EXTRACT TO READ »
#####

Automated Artificial Intelligence Model Trained on a Large Data Set Can Detect Pancreas Cancer on Diagnostic Computed Tomography Scans As Well As Visually Occult Preinvasive Cancer on Prediagnostic Computed Tomography Scans
Panagiotis Korfiatis, Garima Suman, Nandakumar G Patnam, Kamaxi H Trivedi, Aashna Karbhari, Sovanlal Mukherjee, Cole Cook, Jason R Klug, Anurima Patra, Hala Khasawneh, Naveen Rajamohan, Joel G Fletcher, Mark J Truty, Shounak Majumder, Candice W Bolan, Kumar Sandrasegaran, Suresh T Chari, Ajit H Goenka
Gastroenterology . 2023 Aug 30:S0016-5085(23)04958-2. doi: 10.1053/j.gastro.2023.08.034. Online ahead of print.

#####

MATERIAL SHOWN »

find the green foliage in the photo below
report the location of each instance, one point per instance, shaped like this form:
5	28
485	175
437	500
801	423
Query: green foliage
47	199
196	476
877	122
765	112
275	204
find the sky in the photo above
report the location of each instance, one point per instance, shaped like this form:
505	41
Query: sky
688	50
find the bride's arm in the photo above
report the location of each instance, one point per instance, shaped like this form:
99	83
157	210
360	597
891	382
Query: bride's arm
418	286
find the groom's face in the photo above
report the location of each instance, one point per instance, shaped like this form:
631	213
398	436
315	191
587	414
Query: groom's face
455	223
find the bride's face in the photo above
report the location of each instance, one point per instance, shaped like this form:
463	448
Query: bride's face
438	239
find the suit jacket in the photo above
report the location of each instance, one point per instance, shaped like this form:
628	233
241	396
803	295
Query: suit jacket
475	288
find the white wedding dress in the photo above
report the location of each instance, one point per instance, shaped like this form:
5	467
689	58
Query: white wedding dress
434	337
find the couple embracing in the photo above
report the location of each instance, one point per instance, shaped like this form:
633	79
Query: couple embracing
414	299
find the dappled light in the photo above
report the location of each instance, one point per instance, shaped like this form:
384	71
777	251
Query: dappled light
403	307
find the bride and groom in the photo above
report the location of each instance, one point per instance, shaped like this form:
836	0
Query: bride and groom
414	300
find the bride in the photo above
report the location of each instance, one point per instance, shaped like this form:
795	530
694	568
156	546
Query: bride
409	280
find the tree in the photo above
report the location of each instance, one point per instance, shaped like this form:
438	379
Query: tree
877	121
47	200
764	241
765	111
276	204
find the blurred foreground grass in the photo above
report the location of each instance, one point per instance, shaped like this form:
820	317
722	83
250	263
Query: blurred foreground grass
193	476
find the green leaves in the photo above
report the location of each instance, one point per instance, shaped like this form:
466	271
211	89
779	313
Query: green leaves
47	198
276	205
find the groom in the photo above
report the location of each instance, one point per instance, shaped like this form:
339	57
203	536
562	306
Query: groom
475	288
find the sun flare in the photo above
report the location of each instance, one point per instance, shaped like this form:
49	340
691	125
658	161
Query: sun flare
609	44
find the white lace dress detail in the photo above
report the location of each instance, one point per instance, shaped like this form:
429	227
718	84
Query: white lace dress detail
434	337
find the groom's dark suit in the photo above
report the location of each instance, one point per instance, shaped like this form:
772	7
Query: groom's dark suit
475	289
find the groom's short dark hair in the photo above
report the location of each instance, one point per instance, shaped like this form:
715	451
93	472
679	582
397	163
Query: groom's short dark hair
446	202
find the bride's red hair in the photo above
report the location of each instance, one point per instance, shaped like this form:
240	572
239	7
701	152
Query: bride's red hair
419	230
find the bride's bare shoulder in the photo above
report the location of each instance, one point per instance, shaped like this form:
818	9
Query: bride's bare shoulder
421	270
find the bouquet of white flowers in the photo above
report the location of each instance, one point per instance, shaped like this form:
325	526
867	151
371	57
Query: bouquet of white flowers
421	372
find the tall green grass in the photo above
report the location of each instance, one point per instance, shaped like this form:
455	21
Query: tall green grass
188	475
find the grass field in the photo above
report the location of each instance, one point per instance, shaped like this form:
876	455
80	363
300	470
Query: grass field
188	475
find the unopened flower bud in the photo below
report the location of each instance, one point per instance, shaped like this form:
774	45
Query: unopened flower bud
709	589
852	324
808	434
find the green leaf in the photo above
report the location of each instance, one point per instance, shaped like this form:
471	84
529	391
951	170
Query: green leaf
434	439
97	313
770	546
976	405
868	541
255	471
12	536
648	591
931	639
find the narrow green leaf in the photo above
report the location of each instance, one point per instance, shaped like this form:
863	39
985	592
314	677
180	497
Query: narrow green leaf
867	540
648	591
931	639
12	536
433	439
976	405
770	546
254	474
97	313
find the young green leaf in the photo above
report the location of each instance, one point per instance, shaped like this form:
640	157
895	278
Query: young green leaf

#####

ASSIGNED TASK 1 »
In the header of the pancreas cancer CT study, change "Pancreas Cancer" to "Pancreatic Cancer" and give the passage again. Begin at the words that have "Automated Artificial Intelligence" and stop after "ahead of print.".
ASSIGNED TASK 2 »
Answer these questions from the header of the pancreas cancer CT study:
(a) In which journal did the study appear?
(b) On which kind of scans does the model detect visually occult preinvasive cancer?
(c) Who is the last author listed?
ASSIGNED TASK 3 »
Continue the header of the study on an AI model that detects pancreas cancer on CT scans, starting after its final line.

EXERCISE OUTPUT 1 »
Automated Artificial Intelligence Model Trained on a Large Data Set Can Detect Pancreatic Cancer on Diagnostic Computed Tomography Scans As Well As Visually Occult Preinvasive Cancer on Prediagnostic Computed Tomography Scans
Panagiotis Korfiatis, Garima Suman, Nandakumar G Patnam, Kamaxi H Trivedi, Aashna Karbhari, Sovanlal Mukherjee, Cole Cook, Jason R Klug, Anurima Patra, Hala Khasawneh, Naveen Rajamohan, Joel G Fletcher, Mark J Truty, Shounak Majumder, Candice W Bolan, Kumar Sandrasegaran, Suresh T Chari, Ajit H Goenka
Gastroenterology . 2023 Aug 30:S0016-5085(23)04958-2. doi: 10.1053/j.gastro.2023.08.034. Online ahead of print.

EXERCISE OUTPUT 2 »
(a) Gastroenterology
(b) Prediagnostic computed tomography scans
(c) Ajit H Goenka

EXERCISE OUTPUT 3 »
Background & aims: The aims of our case-control study were (1) to develop an automated 3-dimensional (3D) Convolutional Neural Network (CNN) for detection of pancreatic ductal adenocarcinoma (PDA) on diagnostic computed tomography scans (CTs), (2) evaluate its generalizability on multi-institutional public data sets, (3) its utility as a potential screening tool using a simulated cohort with high pretest probability, and (4) its ability to detect visually occult preinvasive cancer on prediagnostic CTs.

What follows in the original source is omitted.